Without the images, print all the entries below exactly as given.

[Start TASK DATA]

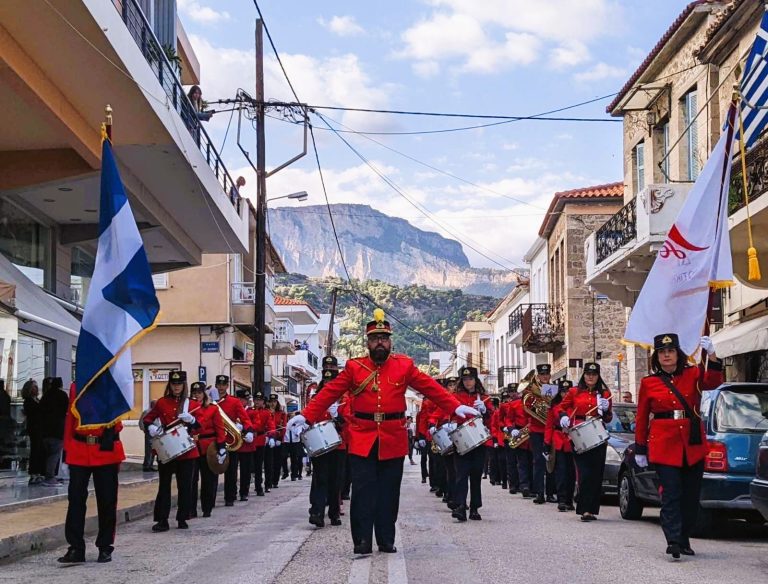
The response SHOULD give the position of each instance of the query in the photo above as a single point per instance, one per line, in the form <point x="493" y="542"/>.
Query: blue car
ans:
<point x="736" y="417"/>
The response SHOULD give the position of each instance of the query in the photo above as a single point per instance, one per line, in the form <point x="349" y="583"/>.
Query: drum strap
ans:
<point x="365" y="383"/>
<point x="695" y="435"/>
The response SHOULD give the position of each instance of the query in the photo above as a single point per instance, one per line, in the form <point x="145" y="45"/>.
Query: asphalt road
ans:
<point x="268" y="540"/>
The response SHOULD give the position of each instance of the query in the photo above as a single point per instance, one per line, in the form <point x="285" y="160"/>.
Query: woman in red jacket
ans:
<point x="590" y="398"/>
<point x="554" y="436"/>
<point x="674" y="440"/>
<point x="169" y="409"/>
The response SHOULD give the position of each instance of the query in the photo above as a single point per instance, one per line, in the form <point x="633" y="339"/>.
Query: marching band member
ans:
<point x="674" y="440"/>
<point x="170" y="408"/>
<point x="555" y="438"/>
<point x="235" y="411"/>
<point x="325" y="489"/>
<point x="98" y="453"/>
<point x="378" y="439"/>
<point x="589" y="396"/>
<point x="210" y="430"/>
<point x="469" y="466"/>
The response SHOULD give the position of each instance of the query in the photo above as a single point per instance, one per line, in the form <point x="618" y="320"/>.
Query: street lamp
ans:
<point x="300" y="196"/>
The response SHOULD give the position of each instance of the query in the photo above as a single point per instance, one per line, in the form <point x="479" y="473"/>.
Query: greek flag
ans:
<point x="754" y="86"/>
<point x="121" y="308"/>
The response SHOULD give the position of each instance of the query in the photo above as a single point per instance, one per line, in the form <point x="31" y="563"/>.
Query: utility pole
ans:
<point x="261" y="215"/>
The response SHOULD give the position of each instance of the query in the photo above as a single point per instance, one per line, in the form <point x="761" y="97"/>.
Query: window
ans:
<point x="691" y="138"/>
<point x="27" y="244"/>
<point x="639" y="159"/>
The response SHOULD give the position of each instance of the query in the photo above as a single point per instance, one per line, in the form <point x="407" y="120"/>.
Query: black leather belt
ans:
<point x="673" y="415"/>
<point x="380" y="416"/>
<point x="90" y="439"/>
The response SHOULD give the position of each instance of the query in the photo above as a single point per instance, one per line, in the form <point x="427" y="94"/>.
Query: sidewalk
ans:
<point x="32" y="517"/>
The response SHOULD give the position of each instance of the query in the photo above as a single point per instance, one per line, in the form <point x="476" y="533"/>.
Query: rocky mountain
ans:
<point x="377" y="247"/>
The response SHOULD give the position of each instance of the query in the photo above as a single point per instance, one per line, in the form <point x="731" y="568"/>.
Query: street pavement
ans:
<point x="268" y="540"/>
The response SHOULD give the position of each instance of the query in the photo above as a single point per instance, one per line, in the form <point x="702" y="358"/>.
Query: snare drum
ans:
<point x="321" y="438"/>
<point x="588" y="434"/>
<point x="442" y="440"/>
<point x="470" y="435"/>
<point x="174" y="442"/>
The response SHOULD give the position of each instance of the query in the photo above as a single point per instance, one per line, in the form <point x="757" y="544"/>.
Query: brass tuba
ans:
<point x="534" y="403"/>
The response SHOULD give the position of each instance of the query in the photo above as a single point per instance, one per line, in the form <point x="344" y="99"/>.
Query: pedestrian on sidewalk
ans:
<point x="378" y="439"/>
<point x="90" y="453"/>
<point x="53" y="407"/>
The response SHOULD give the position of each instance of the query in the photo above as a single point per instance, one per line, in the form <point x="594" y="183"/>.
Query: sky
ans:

[End TASK DATA]

- **EXPECTED OUTPUT**:
The response SHOULD give the position of each instance of the query in the photo above as a single point per instance, one per line, in the form <point x="493" y="542"/>.
Query: blue car
ans:
<point x="736" y="417"/>
The response SHOULD give the position of each instance of the query in the photo above as a single point per instance, one per line, in the form <point x="349" y="583"/>.
Query: drum strap
ans:
<point x="365" y="383"/>
<point x="695" y="435"/>
The response SHOULD give the position of each instance of the query in the photo above as a single point per instance, one per line, in the form <point x="145" y="45"/>.
Query: asphalt road
ans:
<point x="268" y="540"/>
The response SHOULD give the position of each instance of the query in the photo above as a single point per instance, one per line, in the form <point x="285" y="160"/>.
Query: woman in red jacket
ans:
<point x="590" y="398"/>
<point x="554" y="436"/>
<point x="674" y="440"/>
<point x="169" y="409"/>
The response SHOULD give the position of each instance of the query in the photo above as a single point per instance, one per line, in the form <point x="633" y="339"/>.
Query: marching band member
ans:
<point x="674" y="440"/>
<point x="170" y="408"/>
<point x="555" y="438"/>
<point x="235" y="411"/>
<point x="325" y="489"/>
<point x="98" y="453"/>
<point x="378" y="439"/>
<point x="589" y="396"/>
<point x="210" y="430"/>
<point x="469" y="466"/>
The response SHOULD give the position of each instance of the query in the photo above as a single point per instance, one per line, in the form <point x="618" y="320"/>.
Query: street lamp
ans:
<point x="300" y="196"/>
The response SHOULD give the position of each instance of the query in the photo above as a single point per instance, one per line, in the form <point x="479" y="473"/>.
Query: greek flag
ans:
<point x="754" y="86"/>
<point x="121" y="308"/>
The response SHOULD give the position of each instance of the query in the photo above as a single point per instance, one per line, in the form <point x="31" y="563"/>.
Query: utility pole
ans:
<point x="261" y="215"/>
The response SHOULD give the position of each instance of the query in the photo above as a single point per instance, one per line, in the form <point x="761" y="97"/>.
Query: window
ans:
<point x="691" y="138"/>
<point x="27" y="244"/>
<point x="639" y="159"/>
The response SHOULD give the position of each instance of the query in the photo above as a single point per instance, one per line, in the form <point x="407" y="120"/>.
Query: black leather belt
ans:
<point x="673" y="415"/>
<point x="380" y="416"/>
<point x="90" y="439"/>
The response SHOULD give the position of each instance of the query in the photo above as a single point per instance, one per line, in the form <point x="427" y="94"/>.
Query: sidewalk
ans:
<point x="32" y="517"/>
The response SHOULD give the position of each instance of the query in the photo above as a single point per instance, one per line, in the form <point x="476" y="533"/>.
Query: rocky mountain
ans:
<point x="377" y="247"/>
The response SHOULD give the position of each instance of the query in the photo above as a single point per instance, one per line, in the form <point x="731" y="568"/>.
Query: street pavement
ans:
<point x="268" y="540"/>
The response SHOULD give the position of each instance of the query in the photo above as a single point per instance, one per line, in the form <point x="702" y="358"/>.
Query: snare drum
ans:
<point x="321" y="438"/>
<point x="588" y="434"/>
<point x="442" y="440"/>
<point x="470" y="435"/>
<point x="174" y="442"/>
The response SHOULD give the position of each instance of the query in the photo above as a single point per instance, one per line, in the form <point x="757" y="544"/>.
Query: brass tuba
ans:
<point x="534" y="403"/>
The response SHOULD give the position of each instance of the query in the photo above as a single point per instance, one per line, in the form <point x="344" y="99"/>.
Query: pedestrian on sidewalk
ans:
<point x="378" y="439"/>
<point x="90" y="453"/>
<point x="53" y="407"/>
The response SHOULD give the position of each instance of the query in the photo above as a single point per instance, one per line, in the form <point x="594" y="183"/>.
Query: sky
ans:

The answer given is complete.